**** GIVEN INFORMATION

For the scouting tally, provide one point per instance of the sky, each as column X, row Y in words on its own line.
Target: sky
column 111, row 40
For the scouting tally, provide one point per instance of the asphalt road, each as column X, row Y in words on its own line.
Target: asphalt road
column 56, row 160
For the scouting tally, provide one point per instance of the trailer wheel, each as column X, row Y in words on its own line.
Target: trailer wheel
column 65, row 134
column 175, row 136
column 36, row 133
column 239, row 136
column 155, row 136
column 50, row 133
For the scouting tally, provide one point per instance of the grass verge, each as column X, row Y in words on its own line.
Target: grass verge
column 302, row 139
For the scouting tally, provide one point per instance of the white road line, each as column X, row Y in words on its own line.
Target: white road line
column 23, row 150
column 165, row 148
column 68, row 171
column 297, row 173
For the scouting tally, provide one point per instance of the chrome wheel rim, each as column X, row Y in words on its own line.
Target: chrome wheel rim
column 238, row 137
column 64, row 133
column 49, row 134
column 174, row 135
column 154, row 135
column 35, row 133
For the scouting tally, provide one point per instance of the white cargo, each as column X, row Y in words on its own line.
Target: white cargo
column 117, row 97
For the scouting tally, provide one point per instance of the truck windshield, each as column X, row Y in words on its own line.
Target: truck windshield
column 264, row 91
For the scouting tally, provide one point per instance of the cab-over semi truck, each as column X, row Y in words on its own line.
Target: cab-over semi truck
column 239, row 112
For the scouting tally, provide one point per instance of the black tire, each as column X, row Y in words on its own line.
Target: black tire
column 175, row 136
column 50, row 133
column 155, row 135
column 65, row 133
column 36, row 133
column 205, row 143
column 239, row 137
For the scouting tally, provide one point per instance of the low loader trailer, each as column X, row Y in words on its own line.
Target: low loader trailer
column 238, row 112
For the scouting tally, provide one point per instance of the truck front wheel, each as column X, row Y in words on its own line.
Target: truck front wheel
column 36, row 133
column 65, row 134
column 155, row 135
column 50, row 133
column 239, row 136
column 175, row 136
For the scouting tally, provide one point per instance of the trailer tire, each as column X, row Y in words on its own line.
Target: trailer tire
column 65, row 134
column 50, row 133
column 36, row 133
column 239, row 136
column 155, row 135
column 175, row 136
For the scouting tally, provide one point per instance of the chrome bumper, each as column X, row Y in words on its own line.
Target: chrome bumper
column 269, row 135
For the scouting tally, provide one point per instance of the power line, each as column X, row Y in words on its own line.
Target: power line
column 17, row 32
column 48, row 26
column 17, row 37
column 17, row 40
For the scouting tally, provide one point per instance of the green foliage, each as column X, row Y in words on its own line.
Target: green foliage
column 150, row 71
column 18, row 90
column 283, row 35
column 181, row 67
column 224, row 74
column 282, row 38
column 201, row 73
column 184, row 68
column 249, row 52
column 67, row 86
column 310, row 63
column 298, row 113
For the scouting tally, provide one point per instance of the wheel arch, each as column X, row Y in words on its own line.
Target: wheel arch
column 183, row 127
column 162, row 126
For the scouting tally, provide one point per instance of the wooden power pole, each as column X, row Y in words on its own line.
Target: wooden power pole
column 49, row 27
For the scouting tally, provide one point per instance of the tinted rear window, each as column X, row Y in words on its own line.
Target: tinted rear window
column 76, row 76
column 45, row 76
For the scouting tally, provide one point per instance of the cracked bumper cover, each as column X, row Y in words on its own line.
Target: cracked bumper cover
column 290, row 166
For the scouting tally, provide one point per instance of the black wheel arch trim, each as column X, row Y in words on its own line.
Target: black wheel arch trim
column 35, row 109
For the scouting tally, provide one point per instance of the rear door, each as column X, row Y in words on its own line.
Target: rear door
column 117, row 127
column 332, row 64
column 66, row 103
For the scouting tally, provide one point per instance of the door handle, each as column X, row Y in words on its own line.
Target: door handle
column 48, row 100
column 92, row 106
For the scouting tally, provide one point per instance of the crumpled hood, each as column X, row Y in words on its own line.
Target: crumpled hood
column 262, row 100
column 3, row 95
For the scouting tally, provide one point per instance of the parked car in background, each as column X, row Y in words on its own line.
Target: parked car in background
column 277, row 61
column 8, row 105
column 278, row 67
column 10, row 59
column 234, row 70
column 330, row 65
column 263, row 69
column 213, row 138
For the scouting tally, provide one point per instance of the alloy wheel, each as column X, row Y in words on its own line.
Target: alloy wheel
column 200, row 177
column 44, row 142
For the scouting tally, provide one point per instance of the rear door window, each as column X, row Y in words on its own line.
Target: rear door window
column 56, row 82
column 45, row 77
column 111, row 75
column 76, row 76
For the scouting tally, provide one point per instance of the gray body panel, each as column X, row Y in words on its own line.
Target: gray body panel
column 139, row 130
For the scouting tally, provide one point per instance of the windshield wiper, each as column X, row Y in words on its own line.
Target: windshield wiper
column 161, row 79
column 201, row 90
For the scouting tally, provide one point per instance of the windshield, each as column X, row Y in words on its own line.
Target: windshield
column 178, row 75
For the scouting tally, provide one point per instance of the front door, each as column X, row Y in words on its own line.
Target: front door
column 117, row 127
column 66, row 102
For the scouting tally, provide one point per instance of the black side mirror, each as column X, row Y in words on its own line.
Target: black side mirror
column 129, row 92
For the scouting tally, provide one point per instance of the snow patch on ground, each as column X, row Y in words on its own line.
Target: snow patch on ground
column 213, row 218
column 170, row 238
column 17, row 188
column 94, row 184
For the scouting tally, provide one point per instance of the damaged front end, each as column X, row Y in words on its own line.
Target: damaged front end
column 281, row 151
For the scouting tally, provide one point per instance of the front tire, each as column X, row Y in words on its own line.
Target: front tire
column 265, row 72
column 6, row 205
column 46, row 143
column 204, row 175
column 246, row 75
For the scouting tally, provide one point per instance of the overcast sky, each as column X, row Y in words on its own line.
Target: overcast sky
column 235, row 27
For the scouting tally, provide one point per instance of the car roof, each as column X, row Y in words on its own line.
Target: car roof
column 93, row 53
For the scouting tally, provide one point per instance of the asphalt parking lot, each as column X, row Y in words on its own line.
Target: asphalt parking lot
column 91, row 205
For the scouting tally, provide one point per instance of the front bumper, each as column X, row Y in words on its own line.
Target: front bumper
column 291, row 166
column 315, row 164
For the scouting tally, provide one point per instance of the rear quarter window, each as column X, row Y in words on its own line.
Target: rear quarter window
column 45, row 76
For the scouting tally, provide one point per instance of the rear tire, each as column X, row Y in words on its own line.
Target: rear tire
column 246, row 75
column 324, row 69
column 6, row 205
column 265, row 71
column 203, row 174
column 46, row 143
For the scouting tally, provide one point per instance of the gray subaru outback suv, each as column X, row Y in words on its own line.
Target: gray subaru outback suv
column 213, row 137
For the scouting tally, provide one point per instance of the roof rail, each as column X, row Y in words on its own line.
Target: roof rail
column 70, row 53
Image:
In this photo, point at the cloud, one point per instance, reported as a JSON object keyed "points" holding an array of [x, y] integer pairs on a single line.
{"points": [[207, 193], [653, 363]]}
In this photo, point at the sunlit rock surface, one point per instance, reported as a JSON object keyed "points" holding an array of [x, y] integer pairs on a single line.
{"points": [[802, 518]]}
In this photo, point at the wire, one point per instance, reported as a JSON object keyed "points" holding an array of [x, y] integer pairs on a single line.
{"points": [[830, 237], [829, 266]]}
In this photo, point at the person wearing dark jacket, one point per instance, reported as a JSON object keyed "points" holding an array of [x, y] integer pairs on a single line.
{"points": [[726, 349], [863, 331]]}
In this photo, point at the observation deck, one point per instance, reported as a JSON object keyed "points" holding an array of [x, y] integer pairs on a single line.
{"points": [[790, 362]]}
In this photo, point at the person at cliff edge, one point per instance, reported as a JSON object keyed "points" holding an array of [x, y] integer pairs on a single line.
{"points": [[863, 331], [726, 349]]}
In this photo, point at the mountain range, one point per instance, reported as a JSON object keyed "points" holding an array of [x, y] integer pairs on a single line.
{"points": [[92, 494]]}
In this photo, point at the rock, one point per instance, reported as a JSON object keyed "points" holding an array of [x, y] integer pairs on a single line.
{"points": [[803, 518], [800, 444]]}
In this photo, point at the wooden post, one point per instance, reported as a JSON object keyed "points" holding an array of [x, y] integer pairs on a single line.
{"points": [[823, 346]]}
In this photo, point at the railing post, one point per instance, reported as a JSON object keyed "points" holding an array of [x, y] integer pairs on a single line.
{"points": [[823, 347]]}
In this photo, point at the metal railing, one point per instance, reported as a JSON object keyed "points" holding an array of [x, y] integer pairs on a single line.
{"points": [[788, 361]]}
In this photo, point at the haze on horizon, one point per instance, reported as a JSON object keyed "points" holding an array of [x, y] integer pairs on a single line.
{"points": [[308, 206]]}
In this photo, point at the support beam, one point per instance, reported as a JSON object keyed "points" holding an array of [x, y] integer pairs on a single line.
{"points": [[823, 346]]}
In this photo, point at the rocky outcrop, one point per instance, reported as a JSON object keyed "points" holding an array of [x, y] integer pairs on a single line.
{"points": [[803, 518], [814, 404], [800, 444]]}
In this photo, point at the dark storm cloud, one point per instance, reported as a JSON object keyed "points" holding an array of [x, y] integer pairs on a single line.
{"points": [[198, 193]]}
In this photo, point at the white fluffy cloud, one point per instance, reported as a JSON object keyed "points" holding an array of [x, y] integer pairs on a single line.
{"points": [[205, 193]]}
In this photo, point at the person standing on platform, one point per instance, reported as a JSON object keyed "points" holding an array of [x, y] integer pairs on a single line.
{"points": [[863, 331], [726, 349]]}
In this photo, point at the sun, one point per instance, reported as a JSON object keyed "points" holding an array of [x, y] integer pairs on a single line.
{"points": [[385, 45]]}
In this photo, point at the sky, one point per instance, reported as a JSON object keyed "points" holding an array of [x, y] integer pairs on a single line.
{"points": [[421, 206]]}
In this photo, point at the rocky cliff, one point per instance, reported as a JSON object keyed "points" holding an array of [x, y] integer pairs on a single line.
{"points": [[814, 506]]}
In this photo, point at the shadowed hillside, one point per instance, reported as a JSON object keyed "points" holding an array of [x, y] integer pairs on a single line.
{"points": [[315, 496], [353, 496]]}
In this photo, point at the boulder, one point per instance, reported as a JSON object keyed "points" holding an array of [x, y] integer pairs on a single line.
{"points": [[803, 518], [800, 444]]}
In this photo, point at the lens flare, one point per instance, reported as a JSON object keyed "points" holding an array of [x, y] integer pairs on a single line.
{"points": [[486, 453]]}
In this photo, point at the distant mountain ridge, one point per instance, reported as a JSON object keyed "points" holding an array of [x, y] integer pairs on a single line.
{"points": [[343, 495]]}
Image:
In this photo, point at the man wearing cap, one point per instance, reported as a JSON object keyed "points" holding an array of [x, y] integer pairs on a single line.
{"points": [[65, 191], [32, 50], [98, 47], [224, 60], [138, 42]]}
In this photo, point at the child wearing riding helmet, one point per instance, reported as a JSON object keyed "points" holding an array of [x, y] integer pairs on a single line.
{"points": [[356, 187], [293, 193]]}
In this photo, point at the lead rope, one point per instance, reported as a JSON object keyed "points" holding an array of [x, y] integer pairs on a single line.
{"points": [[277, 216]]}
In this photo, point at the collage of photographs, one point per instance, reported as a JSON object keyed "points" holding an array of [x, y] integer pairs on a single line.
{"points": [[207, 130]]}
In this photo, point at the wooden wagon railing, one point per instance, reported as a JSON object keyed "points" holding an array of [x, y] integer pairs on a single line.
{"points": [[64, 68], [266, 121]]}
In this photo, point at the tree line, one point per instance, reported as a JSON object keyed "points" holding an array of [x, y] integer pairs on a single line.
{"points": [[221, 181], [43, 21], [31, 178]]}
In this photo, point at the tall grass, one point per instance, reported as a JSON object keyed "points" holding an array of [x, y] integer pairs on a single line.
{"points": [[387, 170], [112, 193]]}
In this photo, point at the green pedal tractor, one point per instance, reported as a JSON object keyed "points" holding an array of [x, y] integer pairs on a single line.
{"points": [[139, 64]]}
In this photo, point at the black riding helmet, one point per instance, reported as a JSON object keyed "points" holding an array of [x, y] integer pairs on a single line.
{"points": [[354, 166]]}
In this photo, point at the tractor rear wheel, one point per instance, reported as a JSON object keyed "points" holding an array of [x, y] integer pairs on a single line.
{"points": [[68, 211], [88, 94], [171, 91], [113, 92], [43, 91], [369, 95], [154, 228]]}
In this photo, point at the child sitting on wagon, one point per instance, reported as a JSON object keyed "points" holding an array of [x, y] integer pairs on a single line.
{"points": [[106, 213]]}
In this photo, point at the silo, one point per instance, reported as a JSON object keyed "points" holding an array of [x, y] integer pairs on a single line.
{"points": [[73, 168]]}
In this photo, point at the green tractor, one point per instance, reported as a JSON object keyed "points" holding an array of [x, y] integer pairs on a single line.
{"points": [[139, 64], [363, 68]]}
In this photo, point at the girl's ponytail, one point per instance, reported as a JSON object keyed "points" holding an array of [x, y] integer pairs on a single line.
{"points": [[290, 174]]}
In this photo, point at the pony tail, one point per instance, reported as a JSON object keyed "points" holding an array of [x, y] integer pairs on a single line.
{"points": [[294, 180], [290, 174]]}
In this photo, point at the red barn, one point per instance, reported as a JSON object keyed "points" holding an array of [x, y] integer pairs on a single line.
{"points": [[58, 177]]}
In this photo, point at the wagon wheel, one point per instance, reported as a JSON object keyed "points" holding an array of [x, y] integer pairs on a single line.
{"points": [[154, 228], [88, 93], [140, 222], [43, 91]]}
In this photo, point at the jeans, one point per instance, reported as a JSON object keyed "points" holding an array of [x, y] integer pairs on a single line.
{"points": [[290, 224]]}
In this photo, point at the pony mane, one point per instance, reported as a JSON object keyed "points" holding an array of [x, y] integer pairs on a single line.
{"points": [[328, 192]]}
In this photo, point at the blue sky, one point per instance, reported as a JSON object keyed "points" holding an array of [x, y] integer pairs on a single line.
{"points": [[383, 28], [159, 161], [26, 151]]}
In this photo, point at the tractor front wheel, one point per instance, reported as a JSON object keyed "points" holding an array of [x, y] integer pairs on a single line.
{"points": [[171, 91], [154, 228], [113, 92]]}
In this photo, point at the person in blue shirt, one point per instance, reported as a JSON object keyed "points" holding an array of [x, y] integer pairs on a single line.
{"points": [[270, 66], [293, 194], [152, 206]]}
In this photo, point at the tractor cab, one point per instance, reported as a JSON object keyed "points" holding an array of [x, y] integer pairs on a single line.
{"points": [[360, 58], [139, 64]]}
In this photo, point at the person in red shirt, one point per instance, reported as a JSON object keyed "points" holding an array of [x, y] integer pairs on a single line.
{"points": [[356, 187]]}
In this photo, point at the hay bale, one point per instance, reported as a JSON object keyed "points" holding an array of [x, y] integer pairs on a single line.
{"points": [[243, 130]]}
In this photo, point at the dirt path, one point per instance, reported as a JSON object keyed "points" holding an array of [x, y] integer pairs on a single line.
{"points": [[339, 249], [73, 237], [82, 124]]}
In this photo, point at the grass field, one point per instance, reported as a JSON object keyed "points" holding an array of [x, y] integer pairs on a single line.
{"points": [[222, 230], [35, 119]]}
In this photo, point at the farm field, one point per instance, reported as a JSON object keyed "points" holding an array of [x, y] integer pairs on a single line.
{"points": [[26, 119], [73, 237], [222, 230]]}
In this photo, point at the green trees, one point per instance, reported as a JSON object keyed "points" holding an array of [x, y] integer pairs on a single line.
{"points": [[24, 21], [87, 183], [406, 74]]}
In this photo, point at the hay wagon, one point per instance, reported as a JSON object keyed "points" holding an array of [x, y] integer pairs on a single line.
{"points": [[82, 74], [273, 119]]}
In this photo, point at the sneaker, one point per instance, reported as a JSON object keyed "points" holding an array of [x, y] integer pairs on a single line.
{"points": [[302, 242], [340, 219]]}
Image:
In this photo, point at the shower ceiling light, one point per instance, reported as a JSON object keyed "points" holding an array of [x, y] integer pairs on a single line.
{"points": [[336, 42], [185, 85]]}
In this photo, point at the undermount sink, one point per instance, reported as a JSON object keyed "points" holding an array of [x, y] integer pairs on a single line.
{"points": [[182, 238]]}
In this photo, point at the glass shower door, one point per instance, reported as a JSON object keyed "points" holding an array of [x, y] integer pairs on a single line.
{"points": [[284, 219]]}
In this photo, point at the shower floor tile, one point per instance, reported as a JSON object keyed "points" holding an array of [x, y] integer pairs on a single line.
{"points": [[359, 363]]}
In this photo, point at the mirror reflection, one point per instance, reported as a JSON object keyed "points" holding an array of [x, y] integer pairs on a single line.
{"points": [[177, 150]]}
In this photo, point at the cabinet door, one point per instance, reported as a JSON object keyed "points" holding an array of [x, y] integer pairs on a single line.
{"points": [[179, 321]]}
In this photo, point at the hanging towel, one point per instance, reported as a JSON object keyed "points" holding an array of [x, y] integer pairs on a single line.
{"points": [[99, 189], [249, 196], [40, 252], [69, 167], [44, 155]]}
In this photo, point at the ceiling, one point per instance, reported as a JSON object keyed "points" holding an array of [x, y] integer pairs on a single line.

********

The result consists of the line with "In this photo, point at the hanging" through the last line of the entries above, repeated exactly and with nothing else.

▶ [FINISHED EXERCISE]:
In this photo, point at the hanging towel, one point per instance, reported as a JSON object keyed "points" holding an array of [x, y] integer pairs on a single line.
{"points": [[99, 189], [249, 196], [40, 252], [69, 167], [44, 155]]}
In this photo, point at the ceiling, one point per instance, reported as a JSON object keyed "points" holding an array of [x, y] integer pairs on a single line.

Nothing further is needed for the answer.